BEGIN Text provided

ZDB

Music
Concerts

Veenho

— ZDB at Casa da Cultura, Setúbal

Sat11.11.2309:30PM
Casa da Cultura, Setúbal


Veenho ©Xipipa

The first time I heard VEENHO’s music, I was immediately overwhelmed with enthusiasm. Right from the first listen, I felt it was obvious that I was listening to a group of friends who share a clear vision of the music they want to produce together. Without beating about the bush, they get straight to the point and don’t overload their melodies with the pretentiousness so common in today’s music scene. The result is brutally raw, sincere and honest.

On this new album, the enthusiasm remains, with a throbbing pulse. However, it’s now noticeable that the band has perfected its ability to focus with greater determination on the direction it wants to take. You can hear a play of dichotomies between the catharsis of externalization and the introspection needed to reach the conclusions that result in this set of songs. Although they’re just doing their own thing, they have the dexterity to honor the legacy of the alternative rock forefathers who opened the door to our contemporary sensibility.

If we look back ten years in the history of indie rock from Olisipon, we certainly wish that the bands of that era had been able to sound like this, in a place where distortion and clarity can coexist. The attention paid to the timbre of each instrument in this studio work is notable. All the textures matter, and if there are moments with low fidelity elements, we feel their intentionality, that is, it’s not just a gimmick to mask inability or laziness – on the contrary, it’s an asset.

END Text provided

> **Objective**: Reproduce the passage of the Veenho concert text starting with "The first time" and going on through "sincere and honest.", changing "melodies" to "tunes".

BEGIN Supplied data

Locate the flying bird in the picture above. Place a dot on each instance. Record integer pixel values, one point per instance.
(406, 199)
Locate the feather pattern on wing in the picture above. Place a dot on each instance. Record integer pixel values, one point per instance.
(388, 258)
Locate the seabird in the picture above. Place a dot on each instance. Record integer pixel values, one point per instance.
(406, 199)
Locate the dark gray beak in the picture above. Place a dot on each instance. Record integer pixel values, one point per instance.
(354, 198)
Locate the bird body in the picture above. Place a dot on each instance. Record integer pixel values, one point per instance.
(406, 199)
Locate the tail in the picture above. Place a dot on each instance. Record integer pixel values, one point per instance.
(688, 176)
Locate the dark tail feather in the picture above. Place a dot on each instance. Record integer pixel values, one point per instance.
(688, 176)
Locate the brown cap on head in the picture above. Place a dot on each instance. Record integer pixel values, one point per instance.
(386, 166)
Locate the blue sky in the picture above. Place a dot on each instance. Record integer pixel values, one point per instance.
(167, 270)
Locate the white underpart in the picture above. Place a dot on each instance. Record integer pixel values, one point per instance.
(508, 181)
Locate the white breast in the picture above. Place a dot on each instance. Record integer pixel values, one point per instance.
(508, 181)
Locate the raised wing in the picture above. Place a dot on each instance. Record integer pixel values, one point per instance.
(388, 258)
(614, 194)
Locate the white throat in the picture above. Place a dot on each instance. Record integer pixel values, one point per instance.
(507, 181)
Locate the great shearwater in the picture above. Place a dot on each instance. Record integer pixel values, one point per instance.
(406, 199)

END Supplied data
BEGIN Supplied data

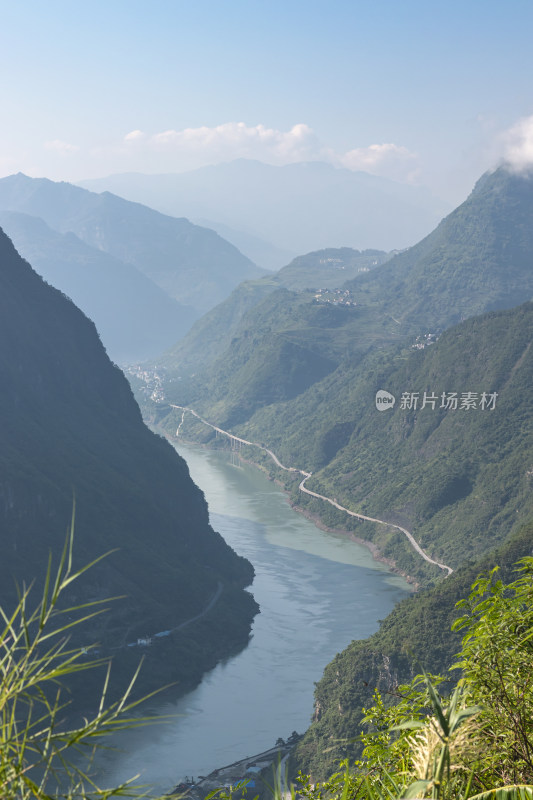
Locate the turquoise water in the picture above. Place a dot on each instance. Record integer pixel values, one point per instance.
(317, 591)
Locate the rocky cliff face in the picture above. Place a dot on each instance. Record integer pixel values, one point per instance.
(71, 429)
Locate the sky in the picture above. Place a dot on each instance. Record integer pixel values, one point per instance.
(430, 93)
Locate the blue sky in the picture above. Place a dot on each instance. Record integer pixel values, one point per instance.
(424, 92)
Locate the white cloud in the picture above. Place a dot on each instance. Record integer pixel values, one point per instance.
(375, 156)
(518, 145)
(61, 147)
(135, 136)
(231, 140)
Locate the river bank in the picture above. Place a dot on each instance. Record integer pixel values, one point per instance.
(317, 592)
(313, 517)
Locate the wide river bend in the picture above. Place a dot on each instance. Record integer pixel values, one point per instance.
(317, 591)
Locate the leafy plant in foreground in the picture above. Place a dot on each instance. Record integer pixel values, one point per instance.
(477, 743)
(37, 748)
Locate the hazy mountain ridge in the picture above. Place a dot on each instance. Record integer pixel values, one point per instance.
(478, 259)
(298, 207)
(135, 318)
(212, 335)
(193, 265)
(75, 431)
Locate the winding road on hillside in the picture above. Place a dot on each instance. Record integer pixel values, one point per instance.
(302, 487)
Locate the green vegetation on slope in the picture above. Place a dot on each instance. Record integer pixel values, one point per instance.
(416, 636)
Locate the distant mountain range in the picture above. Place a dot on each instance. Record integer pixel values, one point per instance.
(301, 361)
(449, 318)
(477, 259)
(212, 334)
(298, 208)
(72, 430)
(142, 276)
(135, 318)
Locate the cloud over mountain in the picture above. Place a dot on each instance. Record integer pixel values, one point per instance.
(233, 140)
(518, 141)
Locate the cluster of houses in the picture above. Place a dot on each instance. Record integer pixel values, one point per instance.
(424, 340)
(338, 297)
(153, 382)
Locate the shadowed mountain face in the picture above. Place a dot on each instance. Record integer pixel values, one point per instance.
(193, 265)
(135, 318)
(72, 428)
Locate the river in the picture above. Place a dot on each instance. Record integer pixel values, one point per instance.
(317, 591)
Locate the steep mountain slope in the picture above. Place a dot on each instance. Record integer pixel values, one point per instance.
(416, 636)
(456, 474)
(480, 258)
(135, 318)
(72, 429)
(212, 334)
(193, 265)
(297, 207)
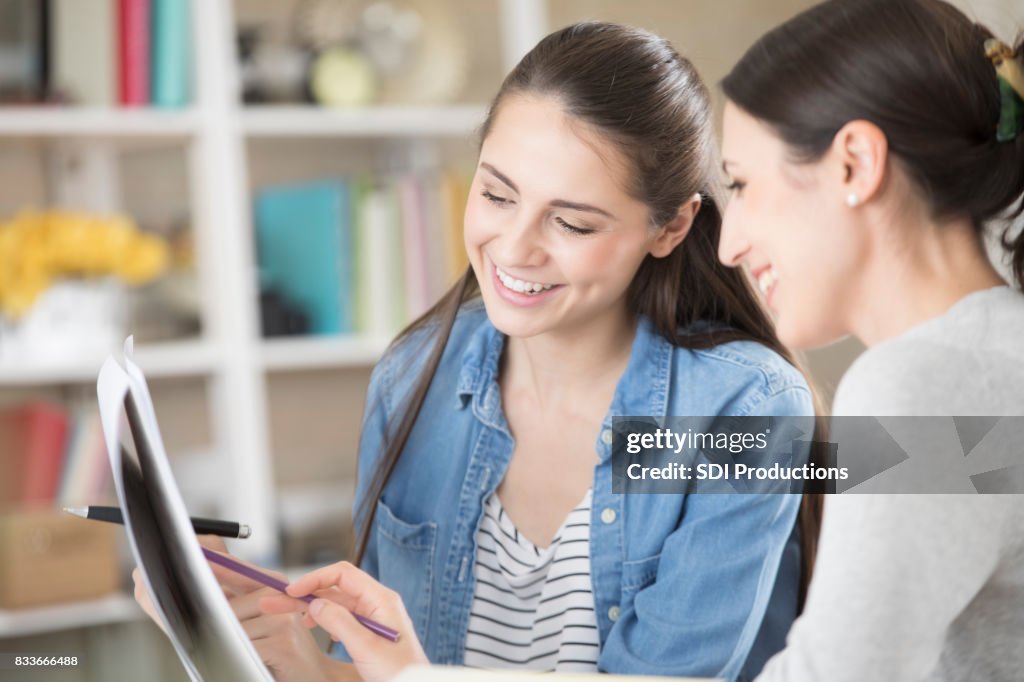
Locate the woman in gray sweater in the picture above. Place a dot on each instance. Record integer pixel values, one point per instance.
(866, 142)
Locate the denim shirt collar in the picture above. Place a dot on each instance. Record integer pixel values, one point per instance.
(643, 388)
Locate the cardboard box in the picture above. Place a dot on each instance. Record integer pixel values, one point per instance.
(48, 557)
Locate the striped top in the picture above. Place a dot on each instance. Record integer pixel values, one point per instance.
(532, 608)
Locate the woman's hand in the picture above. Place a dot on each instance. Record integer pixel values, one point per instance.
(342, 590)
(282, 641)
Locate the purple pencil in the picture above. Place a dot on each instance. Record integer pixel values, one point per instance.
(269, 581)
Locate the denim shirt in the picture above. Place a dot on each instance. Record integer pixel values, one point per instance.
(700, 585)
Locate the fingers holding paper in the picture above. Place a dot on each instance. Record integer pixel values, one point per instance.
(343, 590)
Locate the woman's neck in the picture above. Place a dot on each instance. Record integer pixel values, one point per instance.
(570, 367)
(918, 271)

END Supplied data

> **Solved exercise**:
The first time I heard VEENHO’s music, I was immediately overwhelmed with enthusiasm. Right from the first listen, I felt it was obvious that I was listening to a group of friends who share a clear vision of the music they want to produce together. Without beating about the bush, they get straight to the point and don’t overload their tunes with the pretentiousness so common in today’s music scene. The result is brutally raw, sincere and honest.